→ **Data shown**
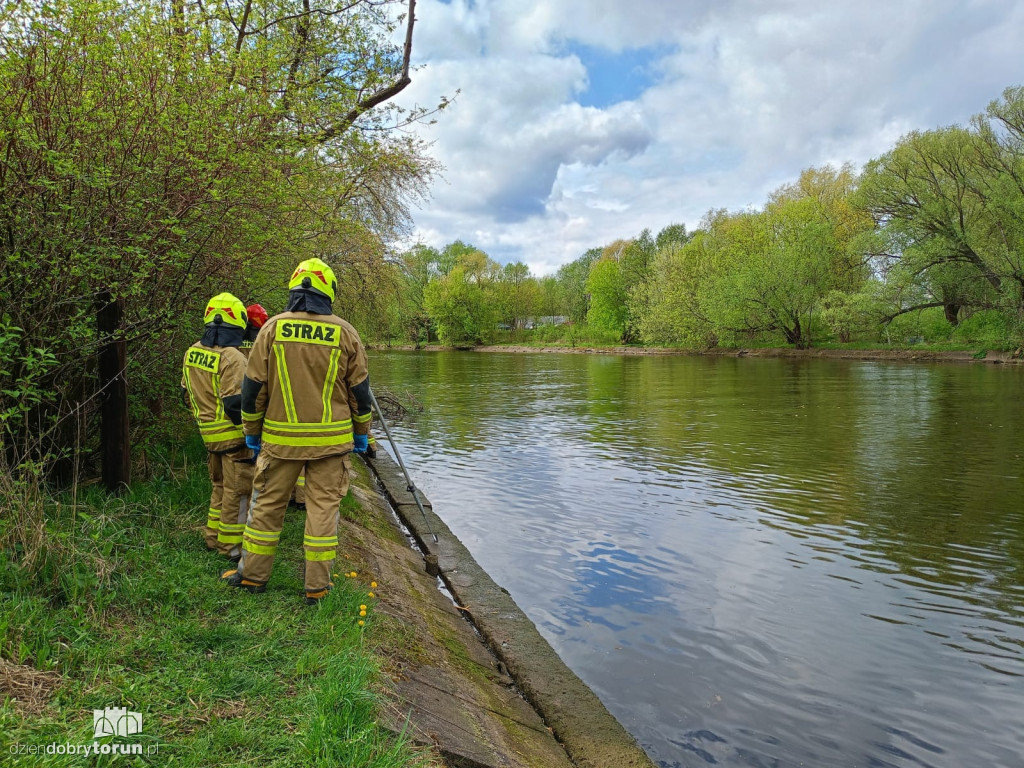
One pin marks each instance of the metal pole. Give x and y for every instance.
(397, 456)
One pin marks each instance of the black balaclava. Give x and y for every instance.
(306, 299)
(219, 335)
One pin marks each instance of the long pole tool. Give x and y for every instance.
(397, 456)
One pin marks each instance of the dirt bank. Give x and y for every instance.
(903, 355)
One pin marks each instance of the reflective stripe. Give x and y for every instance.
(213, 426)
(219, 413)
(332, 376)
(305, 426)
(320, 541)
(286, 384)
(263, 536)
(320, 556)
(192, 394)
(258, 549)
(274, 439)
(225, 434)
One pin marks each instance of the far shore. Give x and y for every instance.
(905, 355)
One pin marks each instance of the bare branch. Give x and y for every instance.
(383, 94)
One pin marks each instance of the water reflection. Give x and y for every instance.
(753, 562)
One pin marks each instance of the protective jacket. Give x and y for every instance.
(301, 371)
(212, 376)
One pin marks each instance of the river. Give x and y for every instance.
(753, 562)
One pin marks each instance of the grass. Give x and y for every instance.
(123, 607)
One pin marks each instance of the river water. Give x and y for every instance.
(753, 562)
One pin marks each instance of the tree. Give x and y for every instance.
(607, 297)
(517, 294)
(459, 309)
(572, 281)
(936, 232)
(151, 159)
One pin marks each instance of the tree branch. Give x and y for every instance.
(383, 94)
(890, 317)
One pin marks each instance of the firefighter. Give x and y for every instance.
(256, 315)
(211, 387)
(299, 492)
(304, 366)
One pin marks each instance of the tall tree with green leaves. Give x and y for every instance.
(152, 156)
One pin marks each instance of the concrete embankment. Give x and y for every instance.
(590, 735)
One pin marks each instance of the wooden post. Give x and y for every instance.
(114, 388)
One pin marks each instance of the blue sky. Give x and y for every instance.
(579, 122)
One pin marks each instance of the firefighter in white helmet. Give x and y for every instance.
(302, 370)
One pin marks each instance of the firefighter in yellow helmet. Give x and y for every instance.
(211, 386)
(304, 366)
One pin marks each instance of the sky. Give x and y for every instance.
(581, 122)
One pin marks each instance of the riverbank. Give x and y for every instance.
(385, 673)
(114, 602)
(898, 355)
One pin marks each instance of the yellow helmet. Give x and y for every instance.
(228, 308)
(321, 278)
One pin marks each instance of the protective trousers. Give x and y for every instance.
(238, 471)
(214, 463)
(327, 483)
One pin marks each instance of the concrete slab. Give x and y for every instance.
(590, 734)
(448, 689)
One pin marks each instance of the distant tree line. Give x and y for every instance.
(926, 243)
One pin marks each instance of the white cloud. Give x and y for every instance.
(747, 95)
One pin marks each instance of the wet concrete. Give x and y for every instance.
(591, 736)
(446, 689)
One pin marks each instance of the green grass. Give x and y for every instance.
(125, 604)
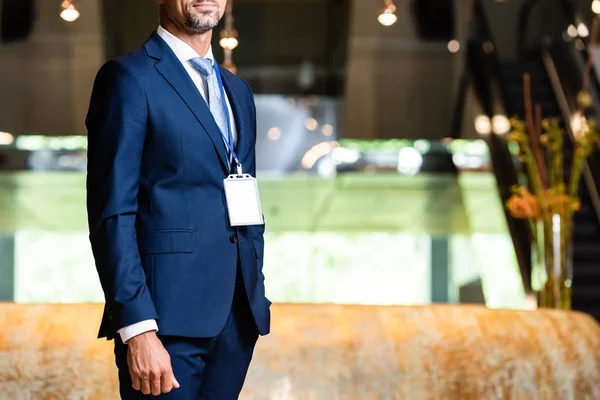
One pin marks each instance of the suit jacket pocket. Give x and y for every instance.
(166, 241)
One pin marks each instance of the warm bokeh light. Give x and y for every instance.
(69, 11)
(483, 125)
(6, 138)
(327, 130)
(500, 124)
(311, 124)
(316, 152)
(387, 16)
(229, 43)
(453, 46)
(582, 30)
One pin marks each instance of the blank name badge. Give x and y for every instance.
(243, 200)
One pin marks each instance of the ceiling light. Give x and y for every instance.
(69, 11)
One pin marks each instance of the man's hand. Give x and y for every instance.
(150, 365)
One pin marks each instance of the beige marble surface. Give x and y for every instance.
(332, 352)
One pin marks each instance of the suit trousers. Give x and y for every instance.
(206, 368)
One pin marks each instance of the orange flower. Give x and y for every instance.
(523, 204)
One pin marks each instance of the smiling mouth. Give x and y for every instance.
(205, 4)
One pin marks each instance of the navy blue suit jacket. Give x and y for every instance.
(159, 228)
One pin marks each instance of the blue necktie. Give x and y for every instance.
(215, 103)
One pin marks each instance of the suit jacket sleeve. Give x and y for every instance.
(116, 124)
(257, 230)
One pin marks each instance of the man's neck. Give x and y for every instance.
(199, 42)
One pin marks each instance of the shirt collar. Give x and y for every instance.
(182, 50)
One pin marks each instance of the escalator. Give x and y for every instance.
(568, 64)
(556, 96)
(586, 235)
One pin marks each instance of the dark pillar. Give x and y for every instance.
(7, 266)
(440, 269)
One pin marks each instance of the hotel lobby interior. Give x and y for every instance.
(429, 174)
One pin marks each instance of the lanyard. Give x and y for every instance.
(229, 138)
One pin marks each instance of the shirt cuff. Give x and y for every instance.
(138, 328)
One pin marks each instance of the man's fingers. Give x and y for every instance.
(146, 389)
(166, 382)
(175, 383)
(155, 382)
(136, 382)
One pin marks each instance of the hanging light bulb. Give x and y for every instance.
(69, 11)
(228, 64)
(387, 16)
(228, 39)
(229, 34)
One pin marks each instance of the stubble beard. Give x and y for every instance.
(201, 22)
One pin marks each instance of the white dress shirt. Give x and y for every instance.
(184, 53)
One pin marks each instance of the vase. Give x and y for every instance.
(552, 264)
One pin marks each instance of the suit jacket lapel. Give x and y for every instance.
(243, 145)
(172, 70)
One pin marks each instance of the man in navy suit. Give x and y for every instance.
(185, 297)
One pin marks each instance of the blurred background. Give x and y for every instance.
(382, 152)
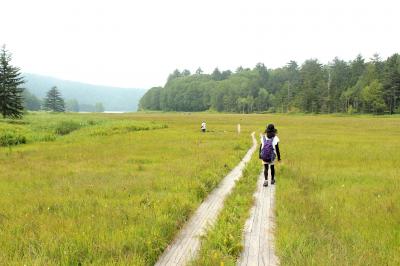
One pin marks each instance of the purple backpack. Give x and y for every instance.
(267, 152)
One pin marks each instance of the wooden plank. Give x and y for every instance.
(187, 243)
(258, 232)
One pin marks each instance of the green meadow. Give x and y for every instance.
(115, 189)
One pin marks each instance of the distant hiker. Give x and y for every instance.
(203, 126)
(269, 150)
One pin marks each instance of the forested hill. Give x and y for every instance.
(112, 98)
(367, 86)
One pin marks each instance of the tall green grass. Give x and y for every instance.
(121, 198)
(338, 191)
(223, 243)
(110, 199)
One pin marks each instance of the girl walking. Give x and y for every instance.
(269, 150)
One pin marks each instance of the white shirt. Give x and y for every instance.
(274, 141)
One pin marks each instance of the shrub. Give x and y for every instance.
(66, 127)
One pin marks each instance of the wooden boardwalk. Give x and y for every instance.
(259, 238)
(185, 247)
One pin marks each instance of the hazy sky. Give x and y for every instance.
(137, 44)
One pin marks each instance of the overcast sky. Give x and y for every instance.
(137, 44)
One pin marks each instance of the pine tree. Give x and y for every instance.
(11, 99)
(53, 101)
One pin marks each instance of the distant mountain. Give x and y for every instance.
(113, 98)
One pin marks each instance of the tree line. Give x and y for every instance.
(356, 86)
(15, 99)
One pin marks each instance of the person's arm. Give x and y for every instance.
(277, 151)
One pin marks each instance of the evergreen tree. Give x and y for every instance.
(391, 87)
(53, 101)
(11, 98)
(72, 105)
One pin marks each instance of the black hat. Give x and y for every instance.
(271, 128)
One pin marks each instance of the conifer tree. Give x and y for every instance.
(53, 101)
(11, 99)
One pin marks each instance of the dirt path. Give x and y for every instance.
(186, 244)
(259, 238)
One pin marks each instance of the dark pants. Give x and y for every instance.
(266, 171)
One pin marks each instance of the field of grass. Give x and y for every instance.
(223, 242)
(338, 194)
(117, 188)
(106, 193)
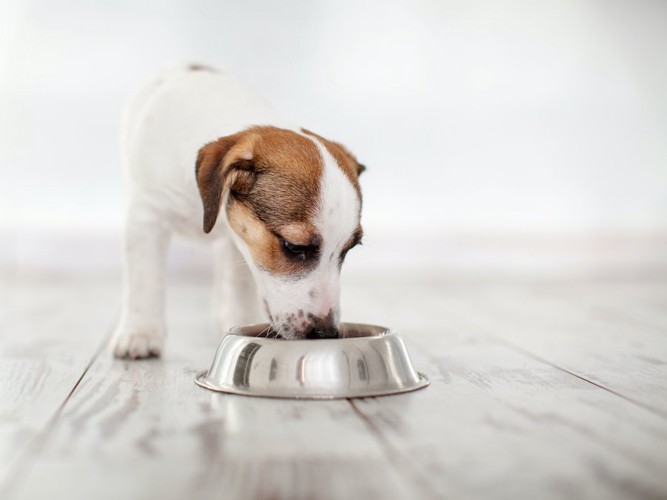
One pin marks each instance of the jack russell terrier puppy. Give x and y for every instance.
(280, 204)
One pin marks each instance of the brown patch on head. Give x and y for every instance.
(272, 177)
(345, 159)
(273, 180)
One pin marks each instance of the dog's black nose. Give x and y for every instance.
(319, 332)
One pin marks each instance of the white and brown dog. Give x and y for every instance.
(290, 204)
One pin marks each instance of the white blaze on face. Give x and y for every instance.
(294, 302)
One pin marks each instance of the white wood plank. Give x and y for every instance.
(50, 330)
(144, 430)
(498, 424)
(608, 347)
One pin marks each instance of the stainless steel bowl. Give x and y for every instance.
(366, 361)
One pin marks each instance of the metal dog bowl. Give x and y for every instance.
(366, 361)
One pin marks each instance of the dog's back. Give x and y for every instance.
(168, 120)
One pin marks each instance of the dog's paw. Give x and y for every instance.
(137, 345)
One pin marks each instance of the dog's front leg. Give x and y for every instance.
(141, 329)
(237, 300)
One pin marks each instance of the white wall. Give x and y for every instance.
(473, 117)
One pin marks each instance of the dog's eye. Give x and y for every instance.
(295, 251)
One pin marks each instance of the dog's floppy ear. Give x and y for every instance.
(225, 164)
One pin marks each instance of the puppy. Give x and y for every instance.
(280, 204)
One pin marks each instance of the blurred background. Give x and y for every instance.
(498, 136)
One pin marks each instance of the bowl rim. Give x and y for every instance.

--

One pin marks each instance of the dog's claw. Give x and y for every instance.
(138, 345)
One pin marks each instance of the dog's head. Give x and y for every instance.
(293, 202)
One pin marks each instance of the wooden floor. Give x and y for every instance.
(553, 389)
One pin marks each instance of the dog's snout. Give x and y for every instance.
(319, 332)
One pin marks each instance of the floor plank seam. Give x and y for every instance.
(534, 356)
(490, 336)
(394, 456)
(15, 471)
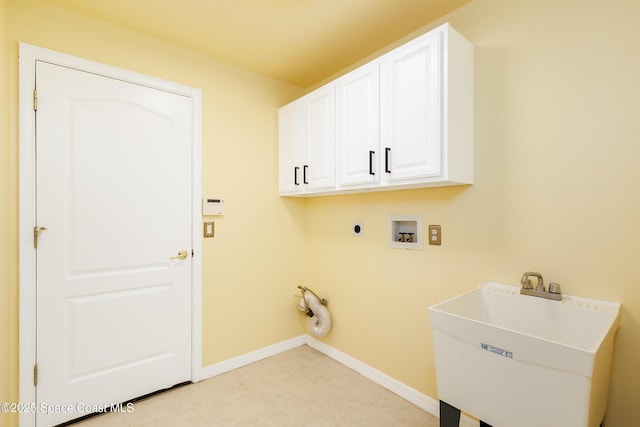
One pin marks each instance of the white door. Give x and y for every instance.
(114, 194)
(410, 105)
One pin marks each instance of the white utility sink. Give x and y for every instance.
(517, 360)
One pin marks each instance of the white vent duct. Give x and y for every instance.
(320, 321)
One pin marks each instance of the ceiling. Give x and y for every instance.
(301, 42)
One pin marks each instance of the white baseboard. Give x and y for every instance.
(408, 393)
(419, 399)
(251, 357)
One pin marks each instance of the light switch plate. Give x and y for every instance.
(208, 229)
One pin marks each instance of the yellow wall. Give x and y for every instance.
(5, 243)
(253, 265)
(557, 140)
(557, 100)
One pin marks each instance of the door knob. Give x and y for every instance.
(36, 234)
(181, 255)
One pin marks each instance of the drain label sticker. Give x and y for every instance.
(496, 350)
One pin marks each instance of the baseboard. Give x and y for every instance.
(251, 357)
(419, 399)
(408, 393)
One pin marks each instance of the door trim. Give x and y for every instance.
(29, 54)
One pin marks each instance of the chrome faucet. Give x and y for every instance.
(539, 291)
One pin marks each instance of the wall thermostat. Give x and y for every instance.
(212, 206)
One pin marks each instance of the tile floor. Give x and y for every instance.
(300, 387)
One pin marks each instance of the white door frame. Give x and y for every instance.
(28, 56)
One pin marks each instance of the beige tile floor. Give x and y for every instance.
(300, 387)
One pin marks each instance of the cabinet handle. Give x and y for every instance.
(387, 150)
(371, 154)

→ **To do**
Find every line in the entries above that contains the word "tile", matching case exactly, and copy each of those lines.

→ **Expected answer**
One pin marks each instance of the tile floor. Give x and y for every instance.
One pin marks each instance of the beige tile floor. Give x and y for every instance.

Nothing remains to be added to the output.